■ **ОТРЫВОК**:
Что же, практически не приходится сомневаться, что первое справедливо, а от второго он, вероятно, не желал удержаться. Однажды он сказал: «Я породил целую новую школу претенциозности», и это блестяще сказано. И это не шутка. Боуи говорил серьезно.
Впрочем, увы, никакие попытки ответить на вопрос «кто виноват?» не остановят ужасное чудовище постмодернизма, которое загоняет нас в бесконечную спираль безнадежной ностальгии по культуре, которая когда-то раз и навсегда изменила наше восприятие мира. Нет, оно еще насмехается над нами, мучая нас такими явлениями, как Lilith Fair[129]. Сволочь. Неудивительно, что самые модные таблетки сейчас это «Прозак», «Паксил» и «Золофт»[130]. А как еще сделать так, чтобы эта безобидная чепуха казалась нормальной?
Дэвид Боуи в версии «юноша двадцать первого века» больше всего поражает несгибаемым чувством собственного достоинства. Он сам признает, что сейчас не делает ничего, чего не делал бы раньше; таким образом в болтуны его не запишешь. И если в искусстве, по словам Камю, действительно «нет места рассудочности»[131], то Боуи все еще художник высшей пробы, независимо от контекста.
Так как герр Боуи снова занялся своим излюбленным делом, мне была предоставлена уникальная возможность навестить его в комнате на студии Looking Glass; там он включил мне новую музыку со своего альбома Reality, выпуск которого запланирован на сентябрь. Он соблазнял меня! Удивительно. (Потом он еще извинился за то, что у него день плохих волос. Плохих волос?!!! Ты, должно быть, шутишь, Дэвид.) Неудивительно, что ему не пришлось сильно стараться, чтобы убедить меня в своей не потускневшей современности. Это я услышал в первой же песне, яростном пост-панк-спейс-рок-номере, мощной, словно паровой каток, которая звучала так, будто лишь по чистой случайности не попала в альбом Lodger. («Значит, ваш новый альбом не будет целиком посвящен балладам», — проницательно заметил я.) За ней последовал меланхоличный тевтонский плач, затем жутковатый кавер на «Pablo Picasso» Джонатана Ричмена[132], и потом еще несколько лязгающих, футуристических рок-песен. Музыка была сильная и непредсказуемая; и да, современная.
Но я не собирался тратить возможность пообщаться с Боуи на разговоры о гитарном звуке и продюсерах. Пусть этим занимаются журналы для музыкантов. (Ладно, над этим альбомом он действительно снова работал с Тони Висконти.) Я хотел узнать следующее: Дэвид, мы живем в ужасном, полном разочарования новом мире постмодернизма; почему, черт возьми, и как вы продолжаете заниматься этим делом?
— Ваша музыка не перестает обманывать ожидания. Обманываете ли вы и собственные ожидания?

■ **ИСХОДНЫЕ ДАННЫЕ**:
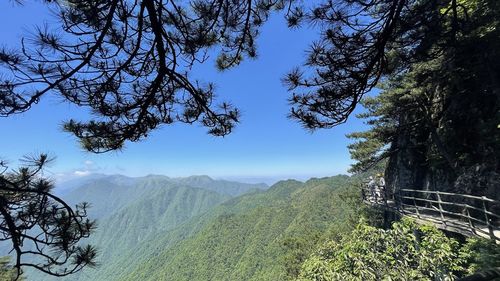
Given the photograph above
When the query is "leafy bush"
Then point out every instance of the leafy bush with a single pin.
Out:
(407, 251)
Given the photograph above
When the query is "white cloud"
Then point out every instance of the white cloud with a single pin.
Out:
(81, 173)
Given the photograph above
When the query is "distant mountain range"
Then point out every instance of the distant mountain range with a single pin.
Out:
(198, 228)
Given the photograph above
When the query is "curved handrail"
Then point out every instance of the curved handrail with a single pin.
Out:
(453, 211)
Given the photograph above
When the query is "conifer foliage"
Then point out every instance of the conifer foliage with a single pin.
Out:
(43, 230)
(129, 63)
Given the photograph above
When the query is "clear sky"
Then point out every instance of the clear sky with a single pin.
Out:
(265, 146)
---
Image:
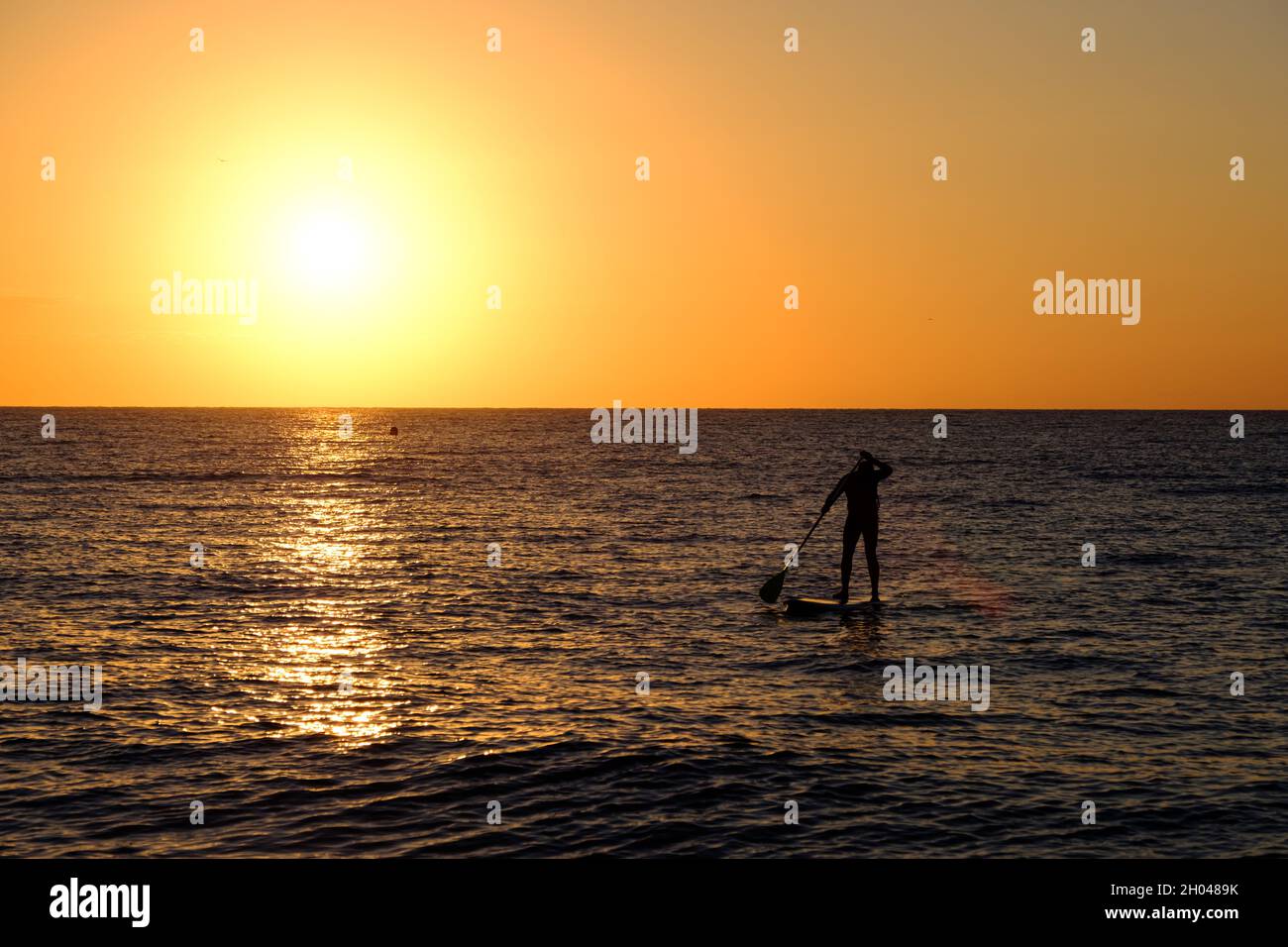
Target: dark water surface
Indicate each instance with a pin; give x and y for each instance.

■ **ЗАДАНИЕ**: На какой месяц, согласно отрывку, запланирован выпуск альбома Reality? Список здесь никакой роли не играет.

■ **РАЗБОР РЕШЕНИЯ**: Выпуск альбома Reality запланирован на сентябрь.